● **What to do**
The expected output is every entry, repeated exactly.

● **Records to process**
[Start of Attachment]
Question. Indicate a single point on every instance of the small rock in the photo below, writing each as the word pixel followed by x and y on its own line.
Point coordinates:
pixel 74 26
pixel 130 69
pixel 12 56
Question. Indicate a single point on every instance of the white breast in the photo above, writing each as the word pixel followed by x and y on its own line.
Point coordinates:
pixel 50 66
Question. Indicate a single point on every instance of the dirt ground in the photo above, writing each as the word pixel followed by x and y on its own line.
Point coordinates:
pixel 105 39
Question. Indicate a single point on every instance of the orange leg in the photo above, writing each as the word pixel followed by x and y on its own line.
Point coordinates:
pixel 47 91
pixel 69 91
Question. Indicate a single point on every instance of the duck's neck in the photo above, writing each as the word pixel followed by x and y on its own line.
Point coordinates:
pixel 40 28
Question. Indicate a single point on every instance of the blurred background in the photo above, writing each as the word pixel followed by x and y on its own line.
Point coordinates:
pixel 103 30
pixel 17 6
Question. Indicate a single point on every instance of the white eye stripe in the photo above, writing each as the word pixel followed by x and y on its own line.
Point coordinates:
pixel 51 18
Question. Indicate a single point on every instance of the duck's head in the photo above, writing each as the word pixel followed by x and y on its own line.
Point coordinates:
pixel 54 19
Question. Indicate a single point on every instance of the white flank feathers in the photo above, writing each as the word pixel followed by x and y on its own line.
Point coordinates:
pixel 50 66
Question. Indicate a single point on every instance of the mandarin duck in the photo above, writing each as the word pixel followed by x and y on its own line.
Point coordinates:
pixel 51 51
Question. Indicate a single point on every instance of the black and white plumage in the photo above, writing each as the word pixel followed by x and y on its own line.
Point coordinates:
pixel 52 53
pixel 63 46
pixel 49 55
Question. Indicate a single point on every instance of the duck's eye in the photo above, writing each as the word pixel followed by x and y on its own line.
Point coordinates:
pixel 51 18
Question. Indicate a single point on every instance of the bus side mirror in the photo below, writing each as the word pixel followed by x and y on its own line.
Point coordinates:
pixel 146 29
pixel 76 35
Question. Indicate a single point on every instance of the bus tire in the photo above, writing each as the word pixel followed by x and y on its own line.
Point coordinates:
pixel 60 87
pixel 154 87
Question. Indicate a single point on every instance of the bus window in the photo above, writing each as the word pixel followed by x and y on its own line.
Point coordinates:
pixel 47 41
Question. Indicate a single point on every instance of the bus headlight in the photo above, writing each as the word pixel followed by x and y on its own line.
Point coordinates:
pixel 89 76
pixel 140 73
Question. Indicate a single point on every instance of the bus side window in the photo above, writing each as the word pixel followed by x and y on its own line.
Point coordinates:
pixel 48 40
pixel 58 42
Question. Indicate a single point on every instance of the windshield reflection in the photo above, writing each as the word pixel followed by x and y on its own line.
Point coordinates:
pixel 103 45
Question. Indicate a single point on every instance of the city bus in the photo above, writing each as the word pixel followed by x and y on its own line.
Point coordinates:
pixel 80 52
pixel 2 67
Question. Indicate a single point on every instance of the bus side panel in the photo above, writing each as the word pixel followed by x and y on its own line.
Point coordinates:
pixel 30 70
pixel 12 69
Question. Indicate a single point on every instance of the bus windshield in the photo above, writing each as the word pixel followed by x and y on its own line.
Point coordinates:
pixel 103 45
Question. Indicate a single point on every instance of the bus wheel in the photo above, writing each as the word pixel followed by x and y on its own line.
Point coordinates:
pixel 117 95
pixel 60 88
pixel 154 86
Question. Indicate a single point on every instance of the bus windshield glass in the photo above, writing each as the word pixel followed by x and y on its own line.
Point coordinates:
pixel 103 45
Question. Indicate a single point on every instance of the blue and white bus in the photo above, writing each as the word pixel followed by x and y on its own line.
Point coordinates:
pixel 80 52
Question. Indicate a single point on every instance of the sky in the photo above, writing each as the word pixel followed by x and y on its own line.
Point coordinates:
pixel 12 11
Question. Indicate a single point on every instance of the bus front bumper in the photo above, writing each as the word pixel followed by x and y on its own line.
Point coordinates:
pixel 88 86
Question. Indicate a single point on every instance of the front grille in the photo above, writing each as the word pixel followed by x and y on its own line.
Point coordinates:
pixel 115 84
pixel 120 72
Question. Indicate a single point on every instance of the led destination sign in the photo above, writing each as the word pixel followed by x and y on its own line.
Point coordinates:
[End of Attachment]
● **Written solution**
Question. Indicate a single point on every instance of the small rock in the photo below, writing each as the word pixel followed by x and y on its own line.
Point coordinates:
pixel 74 26
pixel 130 69
pixel 12 56
Question. Indicate a single point on every instance of the white breast in the photo above, writing each as the word pixel followed by x and y on its own line.
Point coordinates:
pixel 50 66
Question. Indicate a single point on every instance of the dirt ground in the photo above, writing each as the word pixel followed by x and y on its own line.
Point coordinates:
pixel 105 39
Question. Indicate a single point on every instance of the orange leg in the photo above, writing each as the word pixel followed by x and y on its own line.
Point coordinates:
pixel 47 91
pixel 69 91
Question. Indicate a single point on every instance of the duck's neck in the photo above, writing each as the word pixel followed by x and y on its own line.
Point coordinates:
pixel 40 28
Question. Indicate a single point on every instance of the blurred background in the photo above, writing each as the word pixel followed by x and y on its own line.
Point coordinates:
pixel 103 30
pixel 17 6
Question. Indicate a single point on every instance of the white eye stripe in the photo above, writing each as the word pixel followed by x and y on its own line.
Point coordinates:
pixel 51 18
Question. Indicate a single point on every instance of the duck's head in the photo above, writing each as the word pixel followed by x and y on its own line.
Point coordinates:
pixel 54 19
Question. Indicate a single point on every instance of the white flank feathers in the photo above, writing each as the word pixel followed by x and y on its own line.
Point coordinates:
pixel 50 66
Question. Indicate a single point on every instance of the mandarin duck in the photo above, writing each as the word pixel followed by x and y on its own line.
Point coordinates:
pixel 51 51
Question. Indicate a single point on every instance of the black and white plumage in the photo above, writing each as the word pixel followed by x and y on its own line.
Point coordinates:
pixel 52 53
pixel 63 46
pixel 49 55
Question. Indicate a single point on every instance of the duck's eye in the photo above, writing each as the word pixel followed by x and y on its own line.
Point coordinates:
pixel 51 18
Question. Indicate a single point on every instance of the bus side mirror in the photo below, writing each as the word pixel followed by x and y on its own line.
Point coordinates:
pixel 146 29
pixel 76 35
Question. Indicate a single point on every instance of the bus tire in the photo above, writing each as the word pixel followed by x and y on its own line.
Point coordinates:
pixel 60 87
pixel 154 87
Question. Indicate a single point on every instance of the bus window in the photo above, writing each as the word pixel followed by x and y on its own line.
Point coordinates:
pixel 47 41
Question. Indicate a single point on every instance of the bus headlight in the photo above, writing each as the word pixel followed by x and y on its own line.
Point coordinates:
pixel 89 76
pixel 140 73
Question. Indicate a single point on every instance of the bus side window in the photo above, writing each as the word pixel followed by x and y on its own line.
Point coordinates:
pixel 48 40
pixel 58 42
Question. Indicate a single point on every instance of the windshield reflection in the photo above, writing each as the word pixel followed by x and y on its own line.
Point coordinates:
pixel 103 45
Question. Indicate a single point on every instance of the city bus in the photo above, writing each as the word pixel followed by x and y on its own line.
Point coordinates:
pixel 80 52
pixel 2 67
Question. Indicate a single point on every instance of the bus side panel in the photo above, writing each as the word pixel followed by x and y on its own line.
Point coordinates:
pixel 30 70
pixel 12 69
Question. Indicate a single point on every instance of the bus windshield in the photo above, writing each as the word pixel followed by x and y on its own line.
Point coordinates:
pixel 103 45
Question. Indicate a single point on every instance of the bus wheel in the photo above, writing each as the word pixel followed by x and y on its own line.
Point coordinates:
pixel 117 95
pixel 60 88
pixel 154 86
Question. Indicate a single point on every instance of the bus windshield glass in the photo above, writing each as the word pixel followed by x and y on its own line.
Point coordinates:
pixel 103 45
Question. Indicate a single point on every instance of the blue and white bus in the photo above, writing each as the word pixel followed by x and y on its own line.
Point coordinates:
pixel 80 52
Question. Indicate a single point on every instance of the sky in the photo above, writing each as the word pixel followed by x and y on its own line.
Point coordinates:
pixel 12 11
Question. Indicate a single point on every instance of the bus front bumper in the photo above, writing each as the word pixel followed by x and y on its own line.
Point coordinates:
pixel 88 86
Question. Indicate a single point on every instance of the front grille in the photo above, writing each as the word pixel followed by x and y on its own line.
Point coordinates:
pixel 115 84
pixel 120 72
Question. Indicate a single point on every instance of the led destination sign in the photo above, writing each as the word pixel followed by x and y on its own line.
Point coordinates:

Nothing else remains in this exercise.